#### ПРИВЕДЁННЫЙ ТЕКСТ

● ● ● ●

Анализируя взаимоотношения полов в произведениях обоих писателей, Мережковский приходит к выводу, что “именно тут, в вопросе пола, в этом по преимуществу нашем новом вопросе, от которого зависит все будущее христианства, вся его вторая, не открывшаяся половина, — “кроткий демонизм” Л. Толстого, совершенно противоположен и все-таки подобен мятежному демонизму Достоевского. Тут, как и во всем главном, они — близнецы, две расходящиеся ветви одного ствола, два противоположных члена одного тела; тут Достоевский отражается, обратно повторяется Толстым, как бездна неба бездною вод”.
Анна и Вронский, Версилов и Катерина Николаевна, Рогожин и Настасья Филипповна. — “Тут разными путями Л. Толстой и Достоевский подошли к одной и той же неисповедимой глубине пола, где творческое начало жизни, новых рождений, соприкасается с “началом конца”, смерти, — первозданный огонь, из которого вышел мир, с огнем последнего “пожара”, которым некогда мир уничтожится, по слову Господа”, — уходит в символические крайности поэт Мережковский, написавший однажды: “Ты сам — свой Бог, ты сам — свой ближний. / О, будь же собственным творцом, / Будь бездной верхней, бездной нижней, / Своим началом и концом” [19].

● ● ● ●

#### ИЗВЛЕЧЁННЫЕ ЗАПИСИ
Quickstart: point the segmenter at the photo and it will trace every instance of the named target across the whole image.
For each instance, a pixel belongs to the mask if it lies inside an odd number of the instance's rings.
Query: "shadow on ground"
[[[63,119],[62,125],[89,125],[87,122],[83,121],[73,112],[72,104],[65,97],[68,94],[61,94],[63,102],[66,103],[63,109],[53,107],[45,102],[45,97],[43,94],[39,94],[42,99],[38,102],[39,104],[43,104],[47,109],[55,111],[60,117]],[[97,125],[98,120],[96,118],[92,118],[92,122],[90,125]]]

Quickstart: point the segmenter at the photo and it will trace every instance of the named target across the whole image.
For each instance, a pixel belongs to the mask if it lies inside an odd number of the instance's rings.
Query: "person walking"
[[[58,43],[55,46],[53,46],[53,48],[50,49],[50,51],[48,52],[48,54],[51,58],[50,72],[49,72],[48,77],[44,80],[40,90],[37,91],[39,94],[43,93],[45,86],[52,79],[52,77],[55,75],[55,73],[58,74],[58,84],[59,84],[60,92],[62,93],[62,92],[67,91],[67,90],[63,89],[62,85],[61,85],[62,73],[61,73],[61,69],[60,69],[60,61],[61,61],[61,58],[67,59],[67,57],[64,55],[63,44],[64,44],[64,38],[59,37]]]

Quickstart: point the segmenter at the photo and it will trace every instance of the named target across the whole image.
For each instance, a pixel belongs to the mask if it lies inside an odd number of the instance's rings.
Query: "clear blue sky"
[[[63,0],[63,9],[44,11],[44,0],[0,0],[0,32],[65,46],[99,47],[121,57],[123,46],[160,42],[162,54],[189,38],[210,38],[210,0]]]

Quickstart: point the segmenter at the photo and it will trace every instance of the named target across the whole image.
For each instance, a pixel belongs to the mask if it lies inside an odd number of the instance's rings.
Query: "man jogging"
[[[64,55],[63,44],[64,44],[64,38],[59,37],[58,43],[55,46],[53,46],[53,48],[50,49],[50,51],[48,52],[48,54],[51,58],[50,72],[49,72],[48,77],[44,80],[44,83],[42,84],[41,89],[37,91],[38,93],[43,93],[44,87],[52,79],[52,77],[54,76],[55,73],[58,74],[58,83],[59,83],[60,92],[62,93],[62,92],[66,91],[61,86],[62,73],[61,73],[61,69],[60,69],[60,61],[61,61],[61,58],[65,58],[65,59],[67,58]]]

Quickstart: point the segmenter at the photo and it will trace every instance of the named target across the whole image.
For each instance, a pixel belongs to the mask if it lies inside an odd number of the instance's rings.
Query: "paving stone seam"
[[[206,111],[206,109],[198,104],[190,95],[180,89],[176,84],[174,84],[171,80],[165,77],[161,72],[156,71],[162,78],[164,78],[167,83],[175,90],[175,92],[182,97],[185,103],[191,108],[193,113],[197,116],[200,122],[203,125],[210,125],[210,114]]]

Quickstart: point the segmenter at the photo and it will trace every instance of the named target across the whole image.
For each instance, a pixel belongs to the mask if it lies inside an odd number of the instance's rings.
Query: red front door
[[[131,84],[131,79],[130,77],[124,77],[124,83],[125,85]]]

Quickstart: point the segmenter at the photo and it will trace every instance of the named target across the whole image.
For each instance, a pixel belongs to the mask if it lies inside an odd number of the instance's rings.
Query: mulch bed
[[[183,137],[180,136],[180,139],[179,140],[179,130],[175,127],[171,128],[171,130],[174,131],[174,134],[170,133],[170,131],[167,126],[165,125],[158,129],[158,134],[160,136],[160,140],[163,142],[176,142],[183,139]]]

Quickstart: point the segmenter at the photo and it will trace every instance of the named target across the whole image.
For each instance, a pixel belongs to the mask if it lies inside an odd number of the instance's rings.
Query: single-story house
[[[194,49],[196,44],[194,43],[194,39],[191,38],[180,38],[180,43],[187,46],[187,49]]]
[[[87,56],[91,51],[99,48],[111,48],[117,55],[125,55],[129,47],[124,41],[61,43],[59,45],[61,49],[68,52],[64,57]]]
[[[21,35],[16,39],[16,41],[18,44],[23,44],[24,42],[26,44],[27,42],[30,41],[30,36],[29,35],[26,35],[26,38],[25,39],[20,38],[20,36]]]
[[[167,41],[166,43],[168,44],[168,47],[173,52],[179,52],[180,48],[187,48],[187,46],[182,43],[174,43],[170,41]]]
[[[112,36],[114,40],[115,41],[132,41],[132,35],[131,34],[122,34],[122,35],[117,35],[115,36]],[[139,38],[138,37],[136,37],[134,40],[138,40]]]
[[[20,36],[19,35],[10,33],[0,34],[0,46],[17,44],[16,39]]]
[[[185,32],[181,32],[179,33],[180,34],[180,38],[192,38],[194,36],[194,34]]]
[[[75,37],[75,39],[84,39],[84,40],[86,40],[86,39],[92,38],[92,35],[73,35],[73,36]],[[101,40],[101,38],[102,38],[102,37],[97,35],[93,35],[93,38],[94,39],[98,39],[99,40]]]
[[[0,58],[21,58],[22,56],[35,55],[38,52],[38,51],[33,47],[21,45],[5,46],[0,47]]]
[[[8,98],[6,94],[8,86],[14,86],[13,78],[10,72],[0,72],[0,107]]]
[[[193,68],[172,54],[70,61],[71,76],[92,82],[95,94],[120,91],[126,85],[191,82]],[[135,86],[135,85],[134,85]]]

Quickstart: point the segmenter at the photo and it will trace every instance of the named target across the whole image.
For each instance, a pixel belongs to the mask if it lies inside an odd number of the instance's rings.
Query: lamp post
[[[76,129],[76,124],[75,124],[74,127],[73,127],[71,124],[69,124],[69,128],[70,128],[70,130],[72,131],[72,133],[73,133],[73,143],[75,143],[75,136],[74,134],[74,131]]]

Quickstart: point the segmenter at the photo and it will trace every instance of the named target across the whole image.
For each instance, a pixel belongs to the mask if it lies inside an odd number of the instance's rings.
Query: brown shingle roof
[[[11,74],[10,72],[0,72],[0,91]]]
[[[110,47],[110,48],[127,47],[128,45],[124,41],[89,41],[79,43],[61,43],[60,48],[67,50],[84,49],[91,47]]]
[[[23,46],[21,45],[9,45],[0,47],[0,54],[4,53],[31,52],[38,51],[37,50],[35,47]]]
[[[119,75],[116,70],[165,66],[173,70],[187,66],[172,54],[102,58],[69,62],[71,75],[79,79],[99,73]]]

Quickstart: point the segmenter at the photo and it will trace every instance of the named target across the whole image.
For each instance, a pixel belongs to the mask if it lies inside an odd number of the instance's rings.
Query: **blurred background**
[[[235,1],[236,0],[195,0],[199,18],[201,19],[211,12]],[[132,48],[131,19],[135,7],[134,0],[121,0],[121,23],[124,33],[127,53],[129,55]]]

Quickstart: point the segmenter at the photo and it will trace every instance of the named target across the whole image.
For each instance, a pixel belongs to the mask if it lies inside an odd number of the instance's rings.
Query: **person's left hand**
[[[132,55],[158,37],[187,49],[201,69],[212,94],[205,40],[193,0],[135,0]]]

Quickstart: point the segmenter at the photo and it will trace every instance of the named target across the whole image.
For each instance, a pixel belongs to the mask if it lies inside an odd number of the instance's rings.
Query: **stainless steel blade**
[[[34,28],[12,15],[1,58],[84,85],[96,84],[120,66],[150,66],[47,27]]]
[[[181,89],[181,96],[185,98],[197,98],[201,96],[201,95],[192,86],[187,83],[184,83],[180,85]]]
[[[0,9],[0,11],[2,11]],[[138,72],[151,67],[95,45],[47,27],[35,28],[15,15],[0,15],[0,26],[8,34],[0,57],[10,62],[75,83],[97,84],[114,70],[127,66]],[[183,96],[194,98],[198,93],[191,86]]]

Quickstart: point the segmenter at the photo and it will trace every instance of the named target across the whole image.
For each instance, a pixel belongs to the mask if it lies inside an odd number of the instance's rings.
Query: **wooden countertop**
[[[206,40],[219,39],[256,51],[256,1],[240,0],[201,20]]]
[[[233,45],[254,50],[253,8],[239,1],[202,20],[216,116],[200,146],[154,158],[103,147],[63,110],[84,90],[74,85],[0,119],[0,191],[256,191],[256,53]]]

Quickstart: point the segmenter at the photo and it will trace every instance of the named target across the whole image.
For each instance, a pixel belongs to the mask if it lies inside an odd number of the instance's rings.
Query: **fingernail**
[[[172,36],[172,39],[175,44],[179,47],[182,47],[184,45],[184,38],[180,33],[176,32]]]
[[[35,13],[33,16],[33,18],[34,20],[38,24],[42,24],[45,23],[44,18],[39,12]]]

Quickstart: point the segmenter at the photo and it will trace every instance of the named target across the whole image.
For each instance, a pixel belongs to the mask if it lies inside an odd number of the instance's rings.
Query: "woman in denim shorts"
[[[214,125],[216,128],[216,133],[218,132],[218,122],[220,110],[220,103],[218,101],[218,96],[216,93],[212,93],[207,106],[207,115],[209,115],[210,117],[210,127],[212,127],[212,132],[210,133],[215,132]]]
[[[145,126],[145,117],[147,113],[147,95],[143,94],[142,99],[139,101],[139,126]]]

● ● ● ●

#### ИЗУЧИТЕ МАТЕРИАЛ
**1.** Ответьте на вопросы по фрагменту о Толстом и Достоевском:
(a) Какими определениями Мережковский характеризует демонизм Толстого и демонизм Достоевского?
(b) С чем сравнивается то, как Достоевский «обратно повторяется» Толстым?
(c) Какие пары героев перечислены в начале второго абзаца?
**2.** Продолжите фрагмент о Толстом и Достоевском в трактовке Мережковского, начиная после его последнего предложения.
Записи взяты из другого источника.

#### ОТВЕТЫ ПО ПОРЯДКУ
**1.**
(a) Демонизм Толстого назван «кротким», демонизм Достоевского — «мятежным».
(b) С тем, как бездна неба отражается бездною вод.
(c) Анна и Вронский, Версилов и Катерина Николаевна, Рогожин и Настасья Филипповна.

**2.**
В одном Мережковский прав: Достоевский и Толстой — “две… ветви одного ствола, два противоположных члена одного тела…”. Однако кто станет утверждать, что перед нами “близнецы”? — Здесь все “удивительно согласованно” и “пропорционально”, “соблюдена высшая степень соразмерности; духовное строение их подобно строению прекрасного человеческого тела”. И “ствол”, что один на двоих, и “тело” — это не Пушкин, как утверждают одни, и не христианство, как рисуется другим. Это Истина, это Правда жизни, которым одинаково преданно служили два гения, коим не суждено было встретиться на этой земле, но когда одного из них не стало, другой “плакал”: “Опора какая-то отскочила…” [20].
Не ветвь ли противоположная?
Примечания
1. Белинский В.Г. Взгляд на русскую литературу 1846 г. http://dugward.ru/library/sodlib.html
2. Мережковский Д.С. “Л. Толстой и Достоевский”. Полн. собр. соч. в 24 т. Т. 10. Здесь и далее в тексте цитируется по этому источнику: http://www.e-reading.org.ua
3. Некрасов Н.А. Полн. собр. соч. и писем. — М., 1952, т. 10, с. 179.
4. Тургенев И.С. Полн. собр. соч. и писем. — М., Л., 1961, т. 2, с. 241.
5. Биография Мережковского Дмитрия Сергеевича http://www.biografguru.ru/about/merezhkovskiy/?q=3695
6. Достоевский Ф.М. Дневник писателя. V. ВЛАС. Полн. собр. соч. в 30-ти т., т. 21. http://magister.msk.ru/library/dostoevs/dostdn01.htm
7. Толстой Л.Н. Письма. Собр. соч. в 22-х тт. — М., 1984. 134. А.А. Толстой 1860 г. Ноября 25 / декабря 6. Гиер.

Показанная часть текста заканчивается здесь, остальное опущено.